SELECTION:
((

# Senior cat constantly meowing



## Axe (Aug 24, 2008)

My 17 yr old Calico meows at the top of her lungs at all hours of the day and night. If you pick her up and hold her, she stops. Shell lay on your lap for 2 hours watching tv, purring, acting totally normal like she always has. As soon as you put her down, she starts again. If you heard her, youd think she was being attacked or something, its that loud.

I'm losing sleep, as my nerves are on edge wondering is she going to start again before I fall asleep, and then when I do fall asleep shell wake me up with it. Has anyone ever heard of anything like this? Id think she was in pain if it wasnt for the fact that she stops as soon as you show her some attention. I love her, but have a terminally ill family member, so my nerves are already fried, and I cant keep living like this. Shes terrified of cat carriers/car rides, so I hate to take her to the vet, cause I have a feeling that would be a one way trip. On the other hand I have to do something. On the other hand, I cant go on like this. On the other hand.....what a dilemma. Thank you.

))

INFORMATION PROVIDED:

((

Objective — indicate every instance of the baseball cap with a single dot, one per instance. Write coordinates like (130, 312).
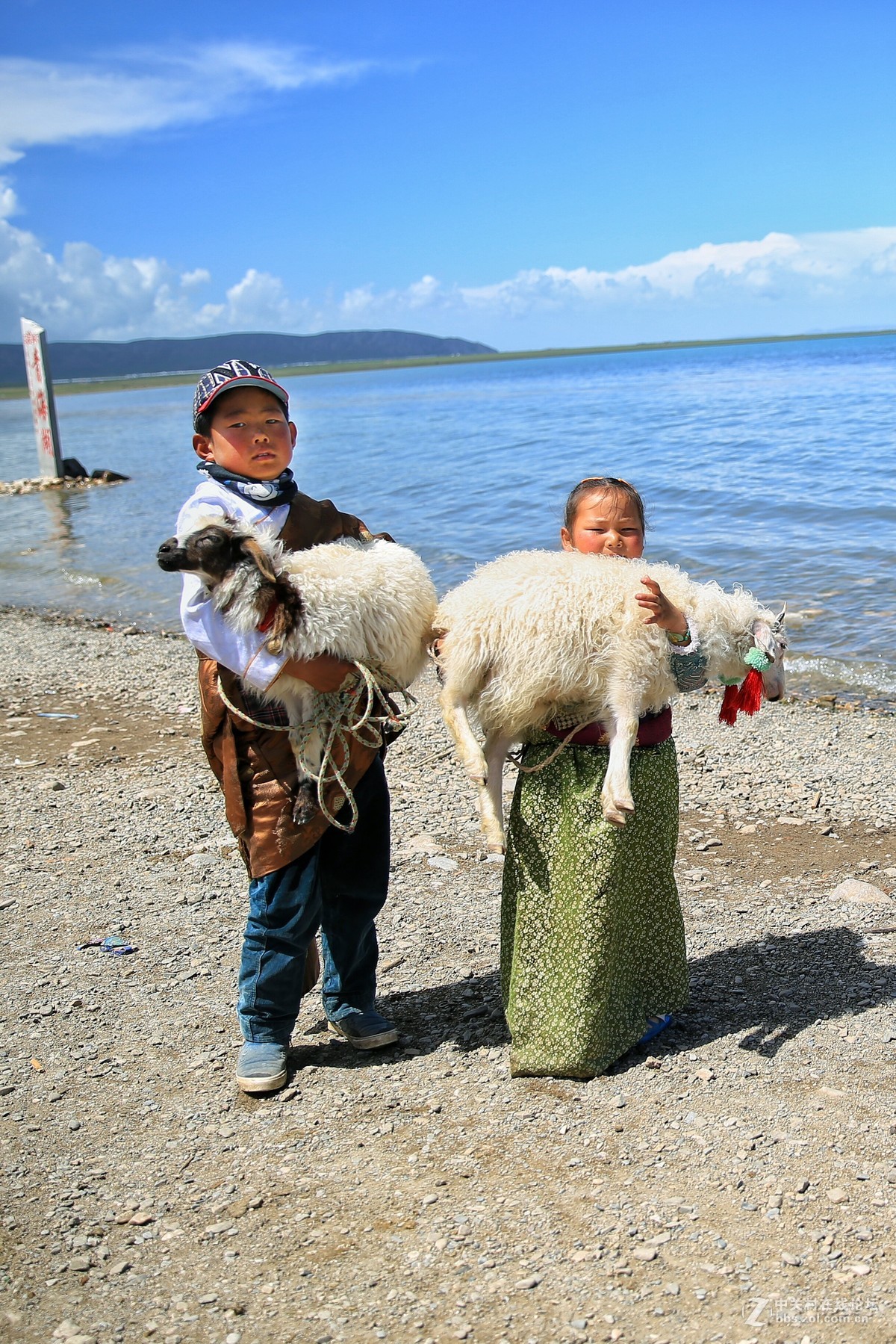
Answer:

))

TASKS TO CARRY OUT:
1. For each statement, say whether it agrees with the post about the meowing cat. Answer yes or no and quote the deciding words of the post. (a) The cat is 17 years old. (b) The cat keeps meowing while someone holds her. (c) The cat is calm in cat carriers.
2. Reproduce the part of the post about the meowing cat between "## Axe (Aug" and "its that loud.", inclusive.
The data have no role in this exercise.

WRITTEN ANSWERS:
1.
(a) Yes: "My 17 yr old Calico"
(b) No: "If you pick her up and hold her, she stops."
(c) No: "terrified of cat carriers/car rides"

2.
## Axe (Aug 24, 2008)

My 17 yr old Calico meows at the top of her lungs at all hours of the day and night. If you pick her up and hold her, she stops. Shell lay on your lap for 2 hours watching tv, purring, acting totally normal like she always has. As soon as you put her down, she starts again. If you heard her, youd think she was being attacked or something, its that loud.